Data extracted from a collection
□ □ □ □ □
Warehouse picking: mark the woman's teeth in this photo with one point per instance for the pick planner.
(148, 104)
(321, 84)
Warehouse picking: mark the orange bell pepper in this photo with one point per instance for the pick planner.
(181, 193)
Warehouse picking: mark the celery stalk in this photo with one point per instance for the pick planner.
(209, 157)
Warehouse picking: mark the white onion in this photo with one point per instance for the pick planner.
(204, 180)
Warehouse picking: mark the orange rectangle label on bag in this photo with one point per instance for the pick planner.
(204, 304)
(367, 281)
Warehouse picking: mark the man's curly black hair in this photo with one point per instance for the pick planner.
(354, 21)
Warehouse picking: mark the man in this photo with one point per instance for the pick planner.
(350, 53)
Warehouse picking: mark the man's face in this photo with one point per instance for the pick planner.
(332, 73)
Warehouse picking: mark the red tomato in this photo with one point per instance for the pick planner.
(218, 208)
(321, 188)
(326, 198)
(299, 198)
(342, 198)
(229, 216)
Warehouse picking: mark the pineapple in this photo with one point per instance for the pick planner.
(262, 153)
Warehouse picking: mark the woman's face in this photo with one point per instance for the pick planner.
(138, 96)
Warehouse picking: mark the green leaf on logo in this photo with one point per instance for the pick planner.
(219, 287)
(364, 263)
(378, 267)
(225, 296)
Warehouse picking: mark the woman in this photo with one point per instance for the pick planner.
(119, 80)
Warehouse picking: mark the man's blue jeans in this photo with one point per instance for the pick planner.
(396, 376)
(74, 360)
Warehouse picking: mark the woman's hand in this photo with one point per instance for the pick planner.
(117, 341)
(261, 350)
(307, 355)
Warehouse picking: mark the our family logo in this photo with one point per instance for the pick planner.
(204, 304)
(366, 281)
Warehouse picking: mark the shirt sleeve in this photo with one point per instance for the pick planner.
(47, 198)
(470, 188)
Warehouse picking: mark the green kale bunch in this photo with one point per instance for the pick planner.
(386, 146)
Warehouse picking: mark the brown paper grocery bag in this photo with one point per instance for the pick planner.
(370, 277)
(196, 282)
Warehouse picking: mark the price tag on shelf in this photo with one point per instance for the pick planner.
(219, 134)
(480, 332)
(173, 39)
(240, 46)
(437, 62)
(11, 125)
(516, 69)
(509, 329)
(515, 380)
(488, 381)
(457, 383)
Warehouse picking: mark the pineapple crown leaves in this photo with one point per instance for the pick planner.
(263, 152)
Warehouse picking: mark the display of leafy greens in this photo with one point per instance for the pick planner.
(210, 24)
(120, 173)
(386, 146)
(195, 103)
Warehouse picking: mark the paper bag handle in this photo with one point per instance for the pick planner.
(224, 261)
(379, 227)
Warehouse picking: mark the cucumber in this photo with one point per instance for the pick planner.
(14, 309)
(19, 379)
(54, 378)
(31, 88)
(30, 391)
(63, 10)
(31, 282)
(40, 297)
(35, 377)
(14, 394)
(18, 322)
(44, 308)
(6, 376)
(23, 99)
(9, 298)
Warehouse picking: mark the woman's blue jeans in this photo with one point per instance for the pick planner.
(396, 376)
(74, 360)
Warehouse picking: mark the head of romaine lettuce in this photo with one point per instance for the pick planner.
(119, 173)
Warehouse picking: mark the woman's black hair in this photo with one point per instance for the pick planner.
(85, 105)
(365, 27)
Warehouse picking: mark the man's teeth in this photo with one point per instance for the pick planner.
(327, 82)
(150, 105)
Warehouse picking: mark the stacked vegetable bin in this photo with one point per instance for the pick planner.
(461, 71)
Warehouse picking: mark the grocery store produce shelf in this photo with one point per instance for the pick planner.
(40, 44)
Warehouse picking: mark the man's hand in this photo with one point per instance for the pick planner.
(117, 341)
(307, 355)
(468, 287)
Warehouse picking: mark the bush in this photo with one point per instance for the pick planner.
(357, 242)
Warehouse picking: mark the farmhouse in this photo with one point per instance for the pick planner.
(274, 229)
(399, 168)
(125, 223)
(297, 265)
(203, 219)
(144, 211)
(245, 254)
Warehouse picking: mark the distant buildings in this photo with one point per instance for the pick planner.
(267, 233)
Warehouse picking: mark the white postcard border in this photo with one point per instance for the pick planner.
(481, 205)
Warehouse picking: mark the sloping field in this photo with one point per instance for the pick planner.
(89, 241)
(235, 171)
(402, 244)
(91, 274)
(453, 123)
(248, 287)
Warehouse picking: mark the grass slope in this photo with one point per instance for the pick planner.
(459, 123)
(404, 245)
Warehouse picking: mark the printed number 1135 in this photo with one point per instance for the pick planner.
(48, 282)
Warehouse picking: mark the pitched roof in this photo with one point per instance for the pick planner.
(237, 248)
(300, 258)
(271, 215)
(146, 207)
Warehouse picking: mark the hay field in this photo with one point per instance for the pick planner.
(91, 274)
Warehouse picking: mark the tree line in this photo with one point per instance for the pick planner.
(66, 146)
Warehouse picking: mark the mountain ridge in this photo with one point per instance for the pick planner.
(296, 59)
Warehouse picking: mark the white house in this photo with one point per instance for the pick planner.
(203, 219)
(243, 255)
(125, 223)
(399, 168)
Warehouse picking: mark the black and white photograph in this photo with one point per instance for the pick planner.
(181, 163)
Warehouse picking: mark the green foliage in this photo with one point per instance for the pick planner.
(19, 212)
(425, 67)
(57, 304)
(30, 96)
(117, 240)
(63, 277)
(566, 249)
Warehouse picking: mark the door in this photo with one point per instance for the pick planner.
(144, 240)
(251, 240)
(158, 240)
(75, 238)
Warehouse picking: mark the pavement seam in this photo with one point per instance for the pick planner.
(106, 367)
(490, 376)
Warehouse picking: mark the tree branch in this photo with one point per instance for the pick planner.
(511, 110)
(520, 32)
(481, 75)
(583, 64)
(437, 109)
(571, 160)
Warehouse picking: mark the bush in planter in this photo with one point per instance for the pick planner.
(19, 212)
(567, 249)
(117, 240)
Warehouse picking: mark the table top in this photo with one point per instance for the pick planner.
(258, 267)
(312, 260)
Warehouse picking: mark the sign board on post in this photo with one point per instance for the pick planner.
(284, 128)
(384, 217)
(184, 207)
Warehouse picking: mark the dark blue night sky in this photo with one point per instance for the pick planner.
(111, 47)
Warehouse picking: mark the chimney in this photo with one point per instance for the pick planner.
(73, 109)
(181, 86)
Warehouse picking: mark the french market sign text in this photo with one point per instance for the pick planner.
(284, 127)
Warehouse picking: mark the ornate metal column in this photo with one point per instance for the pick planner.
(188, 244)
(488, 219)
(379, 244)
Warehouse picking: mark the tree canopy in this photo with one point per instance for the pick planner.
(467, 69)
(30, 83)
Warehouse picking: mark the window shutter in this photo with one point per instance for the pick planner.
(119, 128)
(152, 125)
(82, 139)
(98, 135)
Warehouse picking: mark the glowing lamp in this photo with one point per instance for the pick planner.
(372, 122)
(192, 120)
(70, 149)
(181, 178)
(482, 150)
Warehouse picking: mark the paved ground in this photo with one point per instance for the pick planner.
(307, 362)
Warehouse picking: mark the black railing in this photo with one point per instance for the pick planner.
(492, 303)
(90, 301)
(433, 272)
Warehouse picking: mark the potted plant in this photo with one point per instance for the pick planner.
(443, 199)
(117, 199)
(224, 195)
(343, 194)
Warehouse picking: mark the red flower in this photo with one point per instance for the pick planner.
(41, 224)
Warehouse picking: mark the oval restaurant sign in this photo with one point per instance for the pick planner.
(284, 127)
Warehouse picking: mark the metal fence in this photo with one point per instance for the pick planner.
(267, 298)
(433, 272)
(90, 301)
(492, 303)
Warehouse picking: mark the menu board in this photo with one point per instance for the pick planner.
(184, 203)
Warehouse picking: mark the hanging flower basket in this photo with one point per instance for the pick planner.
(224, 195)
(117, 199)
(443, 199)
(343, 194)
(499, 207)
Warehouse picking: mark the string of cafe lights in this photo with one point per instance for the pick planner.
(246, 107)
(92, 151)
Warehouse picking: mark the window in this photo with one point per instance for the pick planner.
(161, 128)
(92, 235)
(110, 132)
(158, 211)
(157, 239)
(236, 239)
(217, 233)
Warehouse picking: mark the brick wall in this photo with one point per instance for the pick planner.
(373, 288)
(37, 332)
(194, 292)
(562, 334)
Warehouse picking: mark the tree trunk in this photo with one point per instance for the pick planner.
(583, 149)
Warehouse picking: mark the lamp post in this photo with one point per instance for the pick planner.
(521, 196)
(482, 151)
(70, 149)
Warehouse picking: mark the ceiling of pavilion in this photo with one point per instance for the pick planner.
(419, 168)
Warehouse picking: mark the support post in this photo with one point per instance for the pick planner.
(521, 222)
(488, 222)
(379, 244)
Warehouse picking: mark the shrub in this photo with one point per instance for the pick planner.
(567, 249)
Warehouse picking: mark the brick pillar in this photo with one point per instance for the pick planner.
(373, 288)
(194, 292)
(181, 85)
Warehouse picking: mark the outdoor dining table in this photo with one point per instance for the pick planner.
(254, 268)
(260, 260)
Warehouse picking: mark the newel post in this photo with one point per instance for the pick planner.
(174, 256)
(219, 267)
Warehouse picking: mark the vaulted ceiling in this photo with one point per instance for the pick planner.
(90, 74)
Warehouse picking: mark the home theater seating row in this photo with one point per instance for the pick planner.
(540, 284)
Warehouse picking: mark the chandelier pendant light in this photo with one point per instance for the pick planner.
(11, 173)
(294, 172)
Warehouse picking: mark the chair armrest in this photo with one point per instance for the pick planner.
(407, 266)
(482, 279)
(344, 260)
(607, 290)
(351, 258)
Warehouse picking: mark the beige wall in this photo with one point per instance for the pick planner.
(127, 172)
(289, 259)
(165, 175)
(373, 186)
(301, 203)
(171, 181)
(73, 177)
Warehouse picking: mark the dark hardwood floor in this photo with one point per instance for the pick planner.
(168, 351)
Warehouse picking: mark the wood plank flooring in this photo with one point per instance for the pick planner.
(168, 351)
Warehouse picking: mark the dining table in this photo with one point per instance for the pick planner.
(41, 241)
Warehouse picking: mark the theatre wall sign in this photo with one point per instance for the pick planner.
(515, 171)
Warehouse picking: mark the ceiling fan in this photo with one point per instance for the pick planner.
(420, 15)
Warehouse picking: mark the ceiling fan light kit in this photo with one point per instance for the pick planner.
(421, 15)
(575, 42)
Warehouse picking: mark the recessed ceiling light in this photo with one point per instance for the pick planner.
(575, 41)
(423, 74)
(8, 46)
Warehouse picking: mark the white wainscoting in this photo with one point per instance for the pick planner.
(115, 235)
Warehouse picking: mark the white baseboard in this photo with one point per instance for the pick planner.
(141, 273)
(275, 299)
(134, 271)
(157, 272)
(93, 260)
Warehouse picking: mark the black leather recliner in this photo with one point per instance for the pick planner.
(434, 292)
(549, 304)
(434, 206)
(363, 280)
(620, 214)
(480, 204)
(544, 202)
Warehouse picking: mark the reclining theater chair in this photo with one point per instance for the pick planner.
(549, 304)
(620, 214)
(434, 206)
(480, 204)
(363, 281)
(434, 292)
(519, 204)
□ □ □ □ □
**WHAT YOU NEED TO DO:** Starting at the line that contains "Warehouse picking: mark the recessed", copy each line exactly through the end of the listing above. Include that first line and the last one, and add nothing.

**ANSWER IN FULL:**
Warehouse picking: mark the recessed ceiling light in this photo with one point per instance for the pick planner.
(575, 41)
(423, 74)
(8, 46)
Warehouse picking: mark the white wainscoting in this photo with one point per instance for the pick planner.
(115, 235)
Warehouse picking: mark the white baseboard in this photo with one point per instance for the pick planner.
(141, 273)
(275, 299)
(134, 271)
(157, 272)
(93, 260)
Warehouse picking: mark the black leather recliner in this photo with one point per instance for the pick planner.
(434, 292)
(549, 304)
(434, 206)
(363, 280)
(620, 214)
(480, 204)
(544, 202)
Warehouse picking: mark the reclining theater chair in this photo with one point per instance for the pick planner.
(549, 304)
(620, 214)
(434, 206)
(480, 204)
(363, 281)
(434, 292)
(519, 204)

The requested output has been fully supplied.